Natural language region descriptions:
=-=-=-=-=

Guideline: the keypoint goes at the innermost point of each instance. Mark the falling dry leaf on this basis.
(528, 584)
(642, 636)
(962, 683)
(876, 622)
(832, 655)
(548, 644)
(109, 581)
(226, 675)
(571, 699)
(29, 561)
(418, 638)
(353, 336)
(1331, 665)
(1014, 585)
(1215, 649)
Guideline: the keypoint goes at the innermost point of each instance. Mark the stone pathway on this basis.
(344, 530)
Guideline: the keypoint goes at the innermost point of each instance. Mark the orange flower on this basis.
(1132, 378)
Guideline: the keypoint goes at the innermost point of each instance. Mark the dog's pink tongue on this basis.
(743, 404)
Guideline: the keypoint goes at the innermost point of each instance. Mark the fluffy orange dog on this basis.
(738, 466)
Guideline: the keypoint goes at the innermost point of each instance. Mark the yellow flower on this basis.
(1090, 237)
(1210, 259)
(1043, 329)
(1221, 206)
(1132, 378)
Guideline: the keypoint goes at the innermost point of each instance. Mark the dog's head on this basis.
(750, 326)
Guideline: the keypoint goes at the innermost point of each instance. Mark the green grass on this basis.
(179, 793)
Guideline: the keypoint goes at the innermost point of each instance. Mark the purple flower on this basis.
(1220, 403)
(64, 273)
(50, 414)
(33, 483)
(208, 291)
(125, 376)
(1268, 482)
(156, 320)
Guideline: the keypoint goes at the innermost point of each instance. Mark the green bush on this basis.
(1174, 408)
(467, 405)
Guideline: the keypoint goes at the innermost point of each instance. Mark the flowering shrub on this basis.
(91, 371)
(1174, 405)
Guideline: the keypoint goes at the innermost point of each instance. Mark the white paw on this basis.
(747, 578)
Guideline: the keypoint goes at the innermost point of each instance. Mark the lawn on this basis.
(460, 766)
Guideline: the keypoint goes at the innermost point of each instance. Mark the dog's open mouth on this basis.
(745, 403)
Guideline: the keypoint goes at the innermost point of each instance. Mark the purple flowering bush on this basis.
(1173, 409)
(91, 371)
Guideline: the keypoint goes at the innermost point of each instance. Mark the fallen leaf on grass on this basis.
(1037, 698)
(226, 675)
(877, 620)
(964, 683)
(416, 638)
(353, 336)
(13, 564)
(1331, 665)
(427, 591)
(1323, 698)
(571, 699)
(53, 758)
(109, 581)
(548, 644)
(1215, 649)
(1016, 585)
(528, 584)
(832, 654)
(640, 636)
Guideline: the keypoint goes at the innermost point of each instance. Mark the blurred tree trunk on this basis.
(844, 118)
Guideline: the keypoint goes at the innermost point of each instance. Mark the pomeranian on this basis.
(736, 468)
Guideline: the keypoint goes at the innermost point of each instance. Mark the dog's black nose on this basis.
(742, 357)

=-=-=-=-=

Exercise. Above are the entries; return each one exactly.

Output below.
Guideline: the keypoint goes at the innermost point of each instance. Mark the falling dry leaf on this basis.
(528, 584)
(642, 636)
(962, 683)
(876, 622)
(832, 655)
(548, 644)
(109, 581)
(226, 675)
(571, 699)
(29, 561)
(418, 638)
(353, 336)
(1331, 665)
(1014, 585)
(1215, 649)
Guideline: the keypoint goes at the innermost point of each instance. Mark the stone pathway on this basis.
(344, 530)
Guideline: the keypoint goes at the innermost point of each instance. Mark the orange flower on this basis.
(1132, 378)
Guideline: the keypoint goes at the innermost point of each instance. Mark the dog's pink tongue on this basis.
(743, 404)
Guideline: the keypoint goes at the innermost point of each instance. Mark the fluffy orange dog on this basis.
(738, 466)
Guideline: the keypoint goes at the innermost point of each instance. Mark the yellow flower on this basis.
(1090, 237)
(1210, 259)
(1043, 329)
(1221, 206)
(1132, 378)
Guideline: the keypoint goes at the innermost point of each instance. Mark the dog's head on this basis.
(750, 326)
Guideline: the keypoint goes at the innermost point of each instance. Mark the green grass on this basis.
(179, 793)
Guideline: the keypoint goes at the innermost point of each instance. Mark the purple flower on this basis.
(1220, 403)
(64, 273)
(50, 414)
(33, 483)
(208, 291)
(125, 376)
(1268, 482)
(156, 320)
Guideline: the keypoint goes at the innermost point of each instance. Mark the green bush on this basis.
(1174, 408)
(467, 405)
Guideline: the keypoint goes at the innermost point of each instance. Mark the flowering shrub on this basis.
(91, 371)
(1174, 405)
Guideline: the keypoint goes at the innermost point of each instance. Mark the white paw on this basis.
(747, 578)
Guideline: the keypoint goes at the innermost point of each instance. Mark the lawn on this basis.
(460, 766)
Guideline: the keypoint goes at the innermost point of each instance. Mark the dog's open mouth on this basis.
(745, 403)
Guideline: the keypoint goes at the innermost point of each instance. Mark the purple flowering bush on this basis.
(1173, 409)
(91, 371)
Guideline: the keypoint goes at the innermost point of each instance. Mark the fallen leaf on grass on this basis.
(1037, 698)
(226, 675)
(877, 620)
(964, 683)
(416, 638)
(353, 336)
(13, 564)
(1331, 665)
(427, 591)
(1323, 698)
(571, 699)
(53, 758)
(109, 581)
(548, 644)
(1215, 649)
(1016, 585)
(528, 584)
(832, 654)
(640, 636)
Guideline: the keypoint goes at the innermost point of each instance. Mark the blurred tree trunk on this basis.
(844, 118)
Guideline: the keypoint goes at the innermost point of each instance. Mark the pomeranian on this basis.
(736, 468)
Guideline: the keypoint goes at the innermost point of each instance. Mark the dog's black nose on this basis.
(742, 357)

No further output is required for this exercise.